» **YANG HARUS DIKERJAKAN**
a: Menurut dokumen sumber, siapa yang menjabat sebagai Ketua Perpindom?
b: Salin dengan tepat bagian dokumen sumber antara "Atas inisiatif M." dan "di suara Perpindom.", termasuk kedua ujungnya.

» **DOKUMEN SUMBER**
· · · · · · ·
Atas inisiatif M. Zen Hassan dibentuk Panitia 6. Ismail Banda yang menjadi Ketua Perpindom menjadi salah satu anggota Panitia 6, yang berkembang menjadi Panitia Perkumpulan Kemerdekaan Indonesia (PPKI), juga sering disebut Panitia Pusat berkedudukan di Mesir.
Kekalahan Belanda terhadap Jerman pada PD ke II, berakibat terjadinya pendudukan Jepang di Indonesia, dan berdampak buruk pada Belanda. Untuk memperlihatkan pengaruhnya masih tetap kuat di Indonesia, maka pangeran Bernard (suami Ratu Juliana) datang ke Timur Tengah. Harian Le Journal Egypt (koran berbahasa Perancis) yang terbit di Kairo memberitakan bahwa rakyat Indonesia di luar negeri telah menyatakan tekad akan sama-sama rakyat Belanda “membebaskan” Indonesia dari pendudukan Jepang. Berita ini dibantah oleh pemuda, mahasiswa Indonesia di Timur Tengah dengan membuat pernyataan di suara Perpindom.

Pada waktu Jepang menunjukkan gelagat akan kalah melawan sekutu, Jepang memberi kemerdekaan kepada Indonesia pada tahun 1944. Berita ini tersiar sampai ke Timur Tengah, sehingga atas lobbi-lobbi yang dimainkan oleh Ismail Banda dan kawan-kawan berita tersebut langsung direspon Mufti Besar Palestina Amin Al Husaini, yang menyatakan selamat atas kemerdekaan Indonesia. Surat kabar Al ahram dua hari berturut-turut memberitakan kemerdekaan ini (M. Zen Hassan, Diplomasi Revoluasi Indonesia di Luar Negeri, Bulan Bintang, 1980), walaupun kita ketahui itu bukanlah ril kemerdekaan Indoensia. Tetapi gaungnya telah begitu membahana di Timur  Tengah, sampai begitu antusias disambut oleh mufti Palestina.
· · · · · · ·
» **DATA TERCATAT**
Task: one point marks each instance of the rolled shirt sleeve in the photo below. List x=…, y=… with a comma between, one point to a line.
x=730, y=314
· · · · · · ·
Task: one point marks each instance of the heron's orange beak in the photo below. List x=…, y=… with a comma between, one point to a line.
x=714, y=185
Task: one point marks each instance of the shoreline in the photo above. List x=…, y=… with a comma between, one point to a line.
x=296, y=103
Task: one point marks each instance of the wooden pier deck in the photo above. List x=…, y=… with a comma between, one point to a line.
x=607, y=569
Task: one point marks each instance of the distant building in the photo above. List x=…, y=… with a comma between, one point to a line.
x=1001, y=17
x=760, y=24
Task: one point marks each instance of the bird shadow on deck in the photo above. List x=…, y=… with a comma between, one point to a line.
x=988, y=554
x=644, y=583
· · · · · · ·
» **JAWABAN LENGKAP**
a: Ismail Banda.

b:
Atas inisiatif M. Zen Hassan dibentuk Panitia 6. Ismail Banda yang menjadi Ketua Perpindom menjadi salah satu anggota Panitia 6, yang berkembang menjadi Panitia Perkumpulan Kemerdekaan Indonesia (PPKI), juga sering disebut Panitia Pusat berkedudukan di Mesir.
Kekalahan Belanda terhadap Jerman pada PD ke II, berakibat terjadinya pendudukan Jepang di Indonesia, dan berdampak buruk pada Belanda. Untuk memperlihatkan pengaruhnya masih tetap kuat di Indonesia, maka pangeran Bernard (suami Ratu Juliana) datang ke Timur Tengah. Harian Le Journal Egypt (koran berbahasa Perancis) yang terbit di Kairo memberitakan bahwa rakyat Indonesia di luar negeri telah menyatakan tekad akan sama-sama rakyat Belanda “membebaskan” Indonesia dari pendudukan Jepang. Berita ini dibantah oleh pemuda, mahasiswa Indonesia di Timur Tengah dengan membuat pernyataan di suara Perpindom.